● REQUIREMENT: Each entry needs to be retyped exactly, with nothing added or dropped.

● WORKING DATA:
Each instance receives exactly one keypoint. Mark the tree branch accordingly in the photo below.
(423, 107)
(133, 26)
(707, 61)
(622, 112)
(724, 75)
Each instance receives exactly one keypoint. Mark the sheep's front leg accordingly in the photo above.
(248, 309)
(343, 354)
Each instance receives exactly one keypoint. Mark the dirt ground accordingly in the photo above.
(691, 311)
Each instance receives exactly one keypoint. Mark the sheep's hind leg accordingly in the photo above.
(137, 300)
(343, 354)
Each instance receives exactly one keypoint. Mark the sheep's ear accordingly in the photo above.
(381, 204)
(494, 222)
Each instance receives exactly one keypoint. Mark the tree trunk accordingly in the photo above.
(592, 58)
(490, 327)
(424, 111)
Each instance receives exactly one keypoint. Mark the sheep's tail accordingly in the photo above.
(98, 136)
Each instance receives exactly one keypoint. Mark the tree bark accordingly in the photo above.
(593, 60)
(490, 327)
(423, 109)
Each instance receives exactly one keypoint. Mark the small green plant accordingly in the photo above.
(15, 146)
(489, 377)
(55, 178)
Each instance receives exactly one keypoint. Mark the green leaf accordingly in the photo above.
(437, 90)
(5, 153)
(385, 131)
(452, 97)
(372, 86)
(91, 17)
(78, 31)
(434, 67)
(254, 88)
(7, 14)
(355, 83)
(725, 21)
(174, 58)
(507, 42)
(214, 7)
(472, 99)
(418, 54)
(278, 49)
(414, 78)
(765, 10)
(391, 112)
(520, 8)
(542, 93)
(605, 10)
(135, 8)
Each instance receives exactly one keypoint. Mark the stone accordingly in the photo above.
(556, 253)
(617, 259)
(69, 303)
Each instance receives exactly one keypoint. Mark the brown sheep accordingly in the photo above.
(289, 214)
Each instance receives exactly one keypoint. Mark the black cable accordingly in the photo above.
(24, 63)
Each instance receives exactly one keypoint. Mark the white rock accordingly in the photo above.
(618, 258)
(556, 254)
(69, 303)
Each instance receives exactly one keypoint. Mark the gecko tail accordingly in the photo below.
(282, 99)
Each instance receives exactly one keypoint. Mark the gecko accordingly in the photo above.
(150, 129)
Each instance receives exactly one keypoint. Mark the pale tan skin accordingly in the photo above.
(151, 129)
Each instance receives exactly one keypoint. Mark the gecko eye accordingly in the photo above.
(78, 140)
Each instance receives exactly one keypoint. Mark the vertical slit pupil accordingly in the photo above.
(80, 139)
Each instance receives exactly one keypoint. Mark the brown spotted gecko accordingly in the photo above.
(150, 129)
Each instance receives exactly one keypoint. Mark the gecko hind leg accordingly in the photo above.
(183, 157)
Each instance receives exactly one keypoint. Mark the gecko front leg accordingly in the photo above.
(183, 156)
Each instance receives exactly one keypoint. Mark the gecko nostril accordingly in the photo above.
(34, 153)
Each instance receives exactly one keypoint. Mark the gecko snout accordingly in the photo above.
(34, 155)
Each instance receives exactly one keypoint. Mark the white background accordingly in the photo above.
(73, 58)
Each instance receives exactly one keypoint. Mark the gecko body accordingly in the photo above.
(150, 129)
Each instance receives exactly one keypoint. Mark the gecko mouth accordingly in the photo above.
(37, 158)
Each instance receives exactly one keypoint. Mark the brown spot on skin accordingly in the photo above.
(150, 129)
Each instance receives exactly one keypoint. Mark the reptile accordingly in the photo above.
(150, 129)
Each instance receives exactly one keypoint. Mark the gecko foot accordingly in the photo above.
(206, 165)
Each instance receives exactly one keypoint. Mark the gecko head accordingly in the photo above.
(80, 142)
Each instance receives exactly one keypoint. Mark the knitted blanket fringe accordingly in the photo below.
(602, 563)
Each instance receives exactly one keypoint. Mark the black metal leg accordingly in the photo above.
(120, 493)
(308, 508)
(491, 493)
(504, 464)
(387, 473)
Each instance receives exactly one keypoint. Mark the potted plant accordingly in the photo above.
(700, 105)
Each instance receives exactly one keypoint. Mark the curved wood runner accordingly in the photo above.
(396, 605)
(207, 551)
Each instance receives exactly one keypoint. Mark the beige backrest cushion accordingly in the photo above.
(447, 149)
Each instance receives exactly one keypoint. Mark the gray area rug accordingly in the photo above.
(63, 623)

● EXERCISE RESULT:
Each instance receives exactly one keypoint. Mark the tree branch accordingly in the photo below.
(423, 107)
(133, 26)
(707, 61)
(622, 112)
(724, 75)
Each instance receives exactly one keypoint. Mark the sheep's front leg accordingly in the photo above.
(248, 309)
(343, 354)
Each instance receives exactly one keypoint. Mark the dirt ground accordingly in the photo above.
(691, 311)
Each instance receives exactly one keypoint. Mark the sheep's hind leg accordingly in the photo above.
(137, 300)
(343, 354)
Each instance receives exactly one keypoint. Mark the sheep's ear accordingly in the photo above.
(381, 204)
(494, 222)
Each instance receives exactly one keypoint. Mark the tree trunk accordingly in the photo above.
(592, 58)
(490, 327)
(424, 111)
Each instance receives exactly one keypoint. Mark the sheep's tail accordingly in the photo above.
(98, 136)
Each instance receives exactly one keypoint. Mark the tree bark accordingly in the photo above.
(593, 60)
(490, 327)
(423, 109)
Each instance receives exactly one keypoint. Mark the small green plant accordingly in the photo above.
(15, 146)
(489, 377)
(55, 178)
Each instance receives exactly one keypoint. Mark the green leaf accordingly in the photo above.
(437, 90)
(5, 153)
(385, 131)
(452, 97)
(372, 86)
(91, 17)
(78, 31)
(434, 67)
(254, 88)
(7, 14)
(355, 83)
(725, 21)
(174, 58)
(507, 42)
(214, 7)
(472, 99)
(418, 54)
(278, 49)
(414, 78)
(765, 10)
(391, 112)
(520, 8)
(542, 93)
(605, 10)
(135, 8)
Each instance receives exactly one keypoint. Mark the stone accordingly in the photo above.
(556, 253)
(617, 259)
(69, 303)
Each instance receives exactly one keypoint. Mark the brown sheep accordingly in the photo above.
(289, 214)
Each instance receives exactly one keypoint. Mark the black cable accordingly in the photo above.
(24, 63)
Each instance receives exactly one keypoint. Mark the white rock accordingly in the photo above.
(618, 258)
(556, 254)
(69, 303)
Each instance receives exactly one keypoint. Mark the gecko tail accordingly in the photo below.
(282, 99)
Each instance receives exactly one keypoint. Mark the gecko accordingly in the photo above.
(150, 129)
Each instance receives exactly one keypoint. Mark the pale tan skin accordingly in the photo above.
(151, 129)
Each instance receives exactly one keypoint. Mark the gecko eye accordingly in the photo above.
(78, 140)
Each instance receives exactly one keypoint. Mark the vertical slit pupil accordingly in the photo above.
(80, 139)
Each instance receives exactly one keypoint. Mark the brown spotted gecko accordingly in the photo above.
(150, 129)
Each instance receives exactly one keypoint. Mark the gecko hind leg accordingly in the photo above.
(183, 157)
Each instance receives exactly one keypoint. Mark the gecko front leg accordingly in the photo above.
(183, 156)
Each instance receives exactly one keypoint. Mark the gecko nostril accordingly in the photo above.
(34, 153)
Each instance receives exactly one keypoint. Mark the gecko snout accordingly in the photo above.
(34, 155)
Each instance receives exactly one keypoint. Mark the white background accordingly in the photo above.
(73, 58)
Each instance receives exactly one keypoint. Mark the gecko body accordingly in the photo above.
(150, 129)
Each instance receives exactly one keypoint. Mark the gecko mouth accordingly in the photo above.
(37, 158)
Each instance receives exactly one keypoint. Mark the brown spot on skin accordingly in the photo above.
(150, 129)
Each instance receives exactly one keypoint. Mark the reptile accordingly in the photo above.
(150, 129)
Each instance receives exactly one keypoint. Mark the gecko foot accordingly in the photo above.
(206, 165)
Each instance receives exactly one keypoint. Mark the gecko head accordingly in the photo above.
(80, 142)
Each instance receives exactly one keypoint. Mark the knitted blanket fringe accordingly in the photo below.
(602, 563)
Each instance receives exactly one keypoint. Mark the black metal leg accordingly in the photo above.
(120, 493)
(308, 508)
(491, 493)
(504, 464)
(387, 473)
Each instance receives exactly one keypoint. Mark the potted plant accordingly in the photo above.
(700, 105)
Each instance receives exactly one keypoint. Mark the curved wood runner accordingly in the photo above.
(396, 605)
(207, 551)
Each instance receives exactly one keypoint. Mark the beige backrest cushion accordingly in the photo above.
(447, 149)
Each instance receives exactly one keypoint. Mark the gray area rug accordingly in the photo above.
(63, 623)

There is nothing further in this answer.